_Written request:_
Rewrite the material as a numbered list, from its first line through the line containing "[157,51,201,98]", both included. Omit blank lines and leave the pictures out.

_Data lines:_
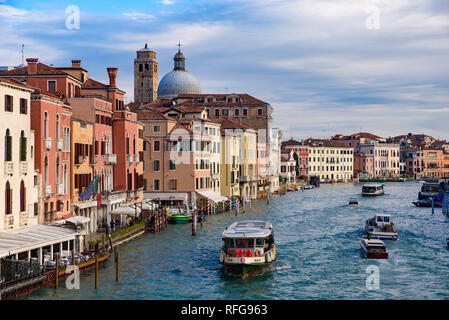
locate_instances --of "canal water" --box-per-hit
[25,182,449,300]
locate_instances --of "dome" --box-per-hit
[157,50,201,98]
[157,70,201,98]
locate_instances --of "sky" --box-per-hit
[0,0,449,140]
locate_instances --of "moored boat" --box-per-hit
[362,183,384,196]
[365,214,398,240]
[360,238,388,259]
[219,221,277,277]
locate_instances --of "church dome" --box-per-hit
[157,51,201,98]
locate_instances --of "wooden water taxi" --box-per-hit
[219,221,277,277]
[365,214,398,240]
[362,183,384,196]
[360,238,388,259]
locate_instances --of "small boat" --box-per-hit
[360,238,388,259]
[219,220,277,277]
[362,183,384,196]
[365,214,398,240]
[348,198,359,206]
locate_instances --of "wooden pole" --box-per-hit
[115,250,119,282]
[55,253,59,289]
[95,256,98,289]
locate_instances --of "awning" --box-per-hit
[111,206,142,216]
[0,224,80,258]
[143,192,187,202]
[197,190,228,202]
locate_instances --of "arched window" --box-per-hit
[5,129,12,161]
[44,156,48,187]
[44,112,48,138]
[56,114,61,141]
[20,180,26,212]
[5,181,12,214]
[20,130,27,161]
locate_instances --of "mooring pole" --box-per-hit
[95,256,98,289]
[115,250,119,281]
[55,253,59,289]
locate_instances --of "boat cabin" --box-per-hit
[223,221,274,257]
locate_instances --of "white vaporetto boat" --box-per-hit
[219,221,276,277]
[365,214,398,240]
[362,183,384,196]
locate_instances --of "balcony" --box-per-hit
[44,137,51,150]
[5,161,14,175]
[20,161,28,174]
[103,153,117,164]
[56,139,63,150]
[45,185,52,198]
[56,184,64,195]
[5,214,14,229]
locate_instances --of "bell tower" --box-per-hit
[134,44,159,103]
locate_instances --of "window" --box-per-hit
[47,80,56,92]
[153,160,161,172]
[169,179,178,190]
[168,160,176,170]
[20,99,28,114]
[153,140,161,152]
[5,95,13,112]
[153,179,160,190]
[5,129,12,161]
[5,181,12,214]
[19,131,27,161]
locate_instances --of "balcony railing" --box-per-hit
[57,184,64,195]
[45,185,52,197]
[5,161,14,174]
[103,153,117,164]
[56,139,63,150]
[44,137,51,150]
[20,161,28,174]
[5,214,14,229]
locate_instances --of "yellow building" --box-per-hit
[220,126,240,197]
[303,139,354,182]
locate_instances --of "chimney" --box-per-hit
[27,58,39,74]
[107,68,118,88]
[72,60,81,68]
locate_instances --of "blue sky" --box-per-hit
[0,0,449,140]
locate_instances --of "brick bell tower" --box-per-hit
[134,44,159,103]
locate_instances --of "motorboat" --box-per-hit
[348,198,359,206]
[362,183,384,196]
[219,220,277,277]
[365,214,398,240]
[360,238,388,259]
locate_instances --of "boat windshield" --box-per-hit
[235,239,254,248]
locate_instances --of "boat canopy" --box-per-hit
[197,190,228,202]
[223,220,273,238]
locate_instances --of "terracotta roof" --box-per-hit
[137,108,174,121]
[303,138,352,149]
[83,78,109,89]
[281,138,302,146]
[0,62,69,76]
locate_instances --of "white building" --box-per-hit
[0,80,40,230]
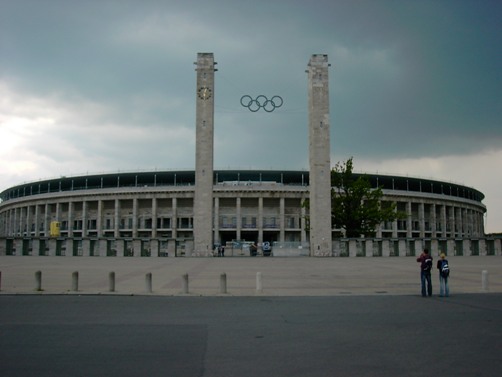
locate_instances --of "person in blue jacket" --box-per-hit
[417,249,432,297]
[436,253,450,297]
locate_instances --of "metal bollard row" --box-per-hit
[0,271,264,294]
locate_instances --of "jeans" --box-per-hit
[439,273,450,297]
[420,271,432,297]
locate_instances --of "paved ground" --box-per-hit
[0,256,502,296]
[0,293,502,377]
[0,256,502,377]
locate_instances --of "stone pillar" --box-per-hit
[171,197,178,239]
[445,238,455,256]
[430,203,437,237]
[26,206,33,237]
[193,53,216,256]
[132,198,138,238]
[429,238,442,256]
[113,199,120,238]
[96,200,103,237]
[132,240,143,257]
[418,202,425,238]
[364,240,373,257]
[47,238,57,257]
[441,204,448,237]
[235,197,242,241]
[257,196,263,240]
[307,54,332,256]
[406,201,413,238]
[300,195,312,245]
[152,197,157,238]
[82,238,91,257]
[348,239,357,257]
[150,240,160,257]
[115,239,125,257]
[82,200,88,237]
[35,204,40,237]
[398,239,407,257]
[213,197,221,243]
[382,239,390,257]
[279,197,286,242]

_Expected output:_
1. locate_instances --of "canal water" --box-per-hit
2. [25,182,449,300]
3. locate_instances --of "dome" --box-per-hit
4. [157,50,201,98]
5. [157,70,201,98]
6. locate_instances --of "sky" --box-per-hit
7. [0,0,449,140]
8. locate_instances --of "moored boat" --box-per-hit
9. [362,183,384,196]
10. [365,214,398,240]
11. [360,238,388,259]
12. [219,221,277,277]
13. locate_instances --of "church dome" --box-per-hit
14. [157,51,201,98]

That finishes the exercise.